__What the exercise asks__.
Pick out each line in the rows below that contains the word "breast", and copy those lines in full.
------------------------------------------------------------------------
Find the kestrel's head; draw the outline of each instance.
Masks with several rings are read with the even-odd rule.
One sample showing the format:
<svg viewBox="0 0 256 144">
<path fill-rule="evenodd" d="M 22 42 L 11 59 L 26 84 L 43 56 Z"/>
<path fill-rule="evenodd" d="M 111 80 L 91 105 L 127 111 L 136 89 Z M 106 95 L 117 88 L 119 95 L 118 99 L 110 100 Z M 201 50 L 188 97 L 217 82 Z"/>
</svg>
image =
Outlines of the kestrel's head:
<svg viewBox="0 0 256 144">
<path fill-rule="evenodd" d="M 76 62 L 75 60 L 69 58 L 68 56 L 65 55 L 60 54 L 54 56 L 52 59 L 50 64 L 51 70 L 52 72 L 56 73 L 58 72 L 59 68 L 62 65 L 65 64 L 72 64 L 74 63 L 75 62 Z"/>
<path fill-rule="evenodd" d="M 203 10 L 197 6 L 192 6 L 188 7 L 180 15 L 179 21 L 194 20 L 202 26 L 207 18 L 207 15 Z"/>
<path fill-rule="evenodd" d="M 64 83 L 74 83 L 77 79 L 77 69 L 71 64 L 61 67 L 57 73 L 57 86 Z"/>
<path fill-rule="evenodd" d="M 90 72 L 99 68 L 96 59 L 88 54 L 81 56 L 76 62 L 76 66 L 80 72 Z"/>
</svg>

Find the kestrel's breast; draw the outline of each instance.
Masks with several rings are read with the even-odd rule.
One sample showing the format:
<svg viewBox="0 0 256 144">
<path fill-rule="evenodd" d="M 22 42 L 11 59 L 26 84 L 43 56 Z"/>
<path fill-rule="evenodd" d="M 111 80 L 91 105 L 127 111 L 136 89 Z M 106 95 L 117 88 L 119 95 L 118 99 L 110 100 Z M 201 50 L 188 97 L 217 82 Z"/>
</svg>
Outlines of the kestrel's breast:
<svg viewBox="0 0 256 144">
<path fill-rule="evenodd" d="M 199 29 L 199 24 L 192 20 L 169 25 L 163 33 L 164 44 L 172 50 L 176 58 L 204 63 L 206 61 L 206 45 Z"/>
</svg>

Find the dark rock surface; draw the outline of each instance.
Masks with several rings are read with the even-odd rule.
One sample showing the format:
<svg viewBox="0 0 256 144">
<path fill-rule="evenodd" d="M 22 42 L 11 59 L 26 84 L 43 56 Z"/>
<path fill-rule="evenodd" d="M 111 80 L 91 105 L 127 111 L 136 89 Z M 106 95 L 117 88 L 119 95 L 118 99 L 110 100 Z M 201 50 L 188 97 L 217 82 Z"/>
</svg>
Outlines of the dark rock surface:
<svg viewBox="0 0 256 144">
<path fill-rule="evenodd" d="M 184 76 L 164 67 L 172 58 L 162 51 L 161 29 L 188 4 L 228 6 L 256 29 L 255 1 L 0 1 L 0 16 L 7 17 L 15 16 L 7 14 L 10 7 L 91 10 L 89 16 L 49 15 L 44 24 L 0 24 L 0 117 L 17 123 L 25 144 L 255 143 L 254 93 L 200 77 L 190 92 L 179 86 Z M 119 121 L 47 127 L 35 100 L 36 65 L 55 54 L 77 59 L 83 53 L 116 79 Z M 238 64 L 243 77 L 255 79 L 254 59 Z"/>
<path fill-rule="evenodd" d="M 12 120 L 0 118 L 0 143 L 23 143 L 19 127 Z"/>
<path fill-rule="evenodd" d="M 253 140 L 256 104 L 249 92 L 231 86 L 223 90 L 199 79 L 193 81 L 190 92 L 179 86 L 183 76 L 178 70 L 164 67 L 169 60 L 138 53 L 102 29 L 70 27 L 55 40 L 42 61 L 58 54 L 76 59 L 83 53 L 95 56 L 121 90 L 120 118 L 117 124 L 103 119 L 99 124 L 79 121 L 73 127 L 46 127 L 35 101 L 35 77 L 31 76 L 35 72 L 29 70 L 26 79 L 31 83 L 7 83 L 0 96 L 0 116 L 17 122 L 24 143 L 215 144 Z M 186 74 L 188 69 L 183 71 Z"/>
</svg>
------------------------------------------------------------------------
__Solution for this exercise__.
Find the kestrel's breast; draw the outline of each instance.
Outlines of the kestrel's breast:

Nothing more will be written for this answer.